Directions: Output range, inclusive: from the line containing "Target: window" to the line containing "Target: air vent". Restate those lines from the data below word for word and only those.

Dataset content:

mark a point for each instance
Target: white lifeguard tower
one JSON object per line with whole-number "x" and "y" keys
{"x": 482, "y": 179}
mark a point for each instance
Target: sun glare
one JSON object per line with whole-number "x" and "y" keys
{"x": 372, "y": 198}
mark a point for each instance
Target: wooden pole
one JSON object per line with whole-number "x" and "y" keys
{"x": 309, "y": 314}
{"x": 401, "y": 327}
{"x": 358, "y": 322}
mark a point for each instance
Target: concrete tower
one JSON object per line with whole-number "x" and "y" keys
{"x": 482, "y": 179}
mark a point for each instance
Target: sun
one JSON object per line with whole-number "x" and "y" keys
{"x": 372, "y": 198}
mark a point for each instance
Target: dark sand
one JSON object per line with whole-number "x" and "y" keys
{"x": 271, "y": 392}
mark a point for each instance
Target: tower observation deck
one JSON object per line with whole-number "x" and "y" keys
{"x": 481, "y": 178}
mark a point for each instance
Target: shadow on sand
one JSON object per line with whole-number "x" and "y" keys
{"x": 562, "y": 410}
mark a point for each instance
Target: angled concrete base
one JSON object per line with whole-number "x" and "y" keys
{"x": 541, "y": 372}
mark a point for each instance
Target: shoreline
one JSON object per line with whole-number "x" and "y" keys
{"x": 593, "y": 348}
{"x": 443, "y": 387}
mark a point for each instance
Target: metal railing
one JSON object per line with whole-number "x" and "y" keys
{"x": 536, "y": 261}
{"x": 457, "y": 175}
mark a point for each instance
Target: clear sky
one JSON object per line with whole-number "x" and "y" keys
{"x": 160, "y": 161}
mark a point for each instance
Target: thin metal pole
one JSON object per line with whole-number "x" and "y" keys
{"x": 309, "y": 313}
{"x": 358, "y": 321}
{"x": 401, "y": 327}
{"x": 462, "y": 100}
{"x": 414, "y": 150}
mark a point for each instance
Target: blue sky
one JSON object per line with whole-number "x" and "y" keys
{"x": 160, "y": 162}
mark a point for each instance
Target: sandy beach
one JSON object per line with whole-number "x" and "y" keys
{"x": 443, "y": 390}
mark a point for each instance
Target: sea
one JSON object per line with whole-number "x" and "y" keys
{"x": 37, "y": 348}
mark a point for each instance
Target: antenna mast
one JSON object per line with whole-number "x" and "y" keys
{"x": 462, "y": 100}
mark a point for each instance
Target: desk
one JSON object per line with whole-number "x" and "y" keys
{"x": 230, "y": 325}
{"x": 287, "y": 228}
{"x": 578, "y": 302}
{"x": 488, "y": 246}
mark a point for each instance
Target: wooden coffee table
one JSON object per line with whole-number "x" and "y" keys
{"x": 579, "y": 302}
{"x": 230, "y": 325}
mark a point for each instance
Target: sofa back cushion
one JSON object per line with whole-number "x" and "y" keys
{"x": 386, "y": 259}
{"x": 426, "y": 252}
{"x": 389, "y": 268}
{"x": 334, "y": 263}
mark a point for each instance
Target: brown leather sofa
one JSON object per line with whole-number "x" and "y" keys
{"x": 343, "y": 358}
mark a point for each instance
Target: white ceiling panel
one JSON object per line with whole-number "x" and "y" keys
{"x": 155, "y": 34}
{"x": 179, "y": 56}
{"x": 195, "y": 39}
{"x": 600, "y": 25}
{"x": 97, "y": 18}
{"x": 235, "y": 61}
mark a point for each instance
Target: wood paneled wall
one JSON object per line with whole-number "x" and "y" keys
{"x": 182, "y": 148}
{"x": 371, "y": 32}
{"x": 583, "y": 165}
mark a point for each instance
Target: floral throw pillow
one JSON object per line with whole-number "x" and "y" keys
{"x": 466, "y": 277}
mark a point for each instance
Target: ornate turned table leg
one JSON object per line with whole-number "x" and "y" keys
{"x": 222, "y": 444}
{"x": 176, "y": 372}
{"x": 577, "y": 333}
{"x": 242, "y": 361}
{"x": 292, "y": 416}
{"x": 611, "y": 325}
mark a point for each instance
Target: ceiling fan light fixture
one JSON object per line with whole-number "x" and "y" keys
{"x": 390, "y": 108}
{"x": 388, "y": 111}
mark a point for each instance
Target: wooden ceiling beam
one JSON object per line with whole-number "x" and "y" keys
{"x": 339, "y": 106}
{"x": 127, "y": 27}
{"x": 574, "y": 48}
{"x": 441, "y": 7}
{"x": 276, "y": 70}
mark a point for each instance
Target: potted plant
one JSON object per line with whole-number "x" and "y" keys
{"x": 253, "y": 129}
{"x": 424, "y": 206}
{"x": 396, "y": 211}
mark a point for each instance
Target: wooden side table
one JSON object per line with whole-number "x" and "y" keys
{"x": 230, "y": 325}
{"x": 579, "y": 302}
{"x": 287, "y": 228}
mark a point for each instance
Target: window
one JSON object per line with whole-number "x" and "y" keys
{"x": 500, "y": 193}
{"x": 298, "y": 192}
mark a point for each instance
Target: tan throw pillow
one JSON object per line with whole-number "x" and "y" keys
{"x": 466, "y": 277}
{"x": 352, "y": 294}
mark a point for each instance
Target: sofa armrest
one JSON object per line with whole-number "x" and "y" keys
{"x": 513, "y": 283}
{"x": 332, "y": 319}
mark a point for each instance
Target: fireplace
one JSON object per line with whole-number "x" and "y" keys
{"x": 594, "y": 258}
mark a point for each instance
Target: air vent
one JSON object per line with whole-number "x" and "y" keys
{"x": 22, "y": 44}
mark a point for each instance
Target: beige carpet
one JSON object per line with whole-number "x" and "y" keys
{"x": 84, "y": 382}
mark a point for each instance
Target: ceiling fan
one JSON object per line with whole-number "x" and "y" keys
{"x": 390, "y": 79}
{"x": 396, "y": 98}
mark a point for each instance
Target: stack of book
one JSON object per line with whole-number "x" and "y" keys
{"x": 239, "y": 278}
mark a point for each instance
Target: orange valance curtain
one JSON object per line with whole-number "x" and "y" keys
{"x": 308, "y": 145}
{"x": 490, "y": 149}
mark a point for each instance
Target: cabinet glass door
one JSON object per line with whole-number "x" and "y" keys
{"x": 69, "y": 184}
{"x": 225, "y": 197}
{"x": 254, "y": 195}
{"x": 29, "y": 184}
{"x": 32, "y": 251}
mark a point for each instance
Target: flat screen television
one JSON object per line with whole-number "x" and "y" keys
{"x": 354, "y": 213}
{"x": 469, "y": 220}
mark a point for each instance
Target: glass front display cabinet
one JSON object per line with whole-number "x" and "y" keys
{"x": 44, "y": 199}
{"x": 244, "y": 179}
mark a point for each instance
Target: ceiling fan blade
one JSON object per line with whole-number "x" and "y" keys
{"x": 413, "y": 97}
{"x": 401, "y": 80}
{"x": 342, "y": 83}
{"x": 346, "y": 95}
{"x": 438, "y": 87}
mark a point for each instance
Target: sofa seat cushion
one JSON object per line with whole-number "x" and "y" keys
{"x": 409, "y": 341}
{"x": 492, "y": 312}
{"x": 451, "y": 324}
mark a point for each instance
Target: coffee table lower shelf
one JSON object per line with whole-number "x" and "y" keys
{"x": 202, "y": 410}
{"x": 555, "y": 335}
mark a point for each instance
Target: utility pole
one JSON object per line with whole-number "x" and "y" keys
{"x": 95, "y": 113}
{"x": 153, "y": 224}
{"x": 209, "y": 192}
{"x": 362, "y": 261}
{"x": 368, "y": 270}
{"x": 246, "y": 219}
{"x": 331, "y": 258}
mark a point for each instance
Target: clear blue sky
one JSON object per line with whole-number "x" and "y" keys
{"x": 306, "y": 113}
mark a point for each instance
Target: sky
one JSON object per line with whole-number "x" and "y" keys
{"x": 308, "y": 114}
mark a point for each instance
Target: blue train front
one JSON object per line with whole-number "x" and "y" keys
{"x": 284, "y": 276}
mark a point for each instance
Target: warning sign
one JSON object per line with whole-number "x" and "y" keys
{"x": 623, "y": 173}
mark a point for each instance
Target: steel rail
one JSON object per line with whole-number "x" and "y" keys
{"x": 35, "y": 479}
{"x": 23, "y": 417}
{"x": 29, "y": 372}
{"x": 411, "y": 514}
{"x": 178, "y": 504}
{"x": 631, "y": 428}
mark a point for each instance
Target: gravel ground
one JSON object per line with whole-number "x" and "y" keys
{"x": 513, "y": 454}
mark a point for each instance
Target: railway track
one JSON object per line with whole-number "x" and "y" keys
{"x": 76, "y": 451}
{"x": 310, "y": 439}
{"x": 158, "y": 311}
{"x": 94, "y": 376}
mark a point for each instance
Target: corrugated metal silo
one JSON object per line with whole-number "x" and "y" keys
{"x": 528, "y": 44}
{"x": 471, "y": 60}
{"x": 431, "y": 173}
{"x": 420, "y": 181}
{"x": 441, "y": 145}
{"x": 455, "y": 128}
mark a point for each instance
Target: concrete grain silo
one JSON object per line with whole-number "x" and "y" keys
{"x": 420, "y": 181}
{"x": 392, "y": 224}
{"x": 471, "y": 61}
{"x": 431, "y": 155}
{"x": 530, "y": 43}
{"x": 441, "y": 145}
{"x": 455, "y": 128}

Solution for this task:
Target: window
one JSON object per line with whole-number "x" and "y" keys
{"x": 500, "y": 193}
{"x": 298, "y": 192}
mark a point for each instance
Target: tan throw pillow
one JSON object per line with whole-number "x" and "y" keys
{"x": 466, "y": 277}
{"x": 352, "y": 294}
mark a point for each instance
Target: sofa armrest
one JSON object per line with whole-number "x" and "y" keys
{"x": 513, "y": 283}
{"x": 332, "y": 319}
mark a point for each instance
Target: fireplace
one JSON object per line with whole-number "x" and "y" keys
{"x": 594, "y": 258}
mark a point for each instance
Target: air vent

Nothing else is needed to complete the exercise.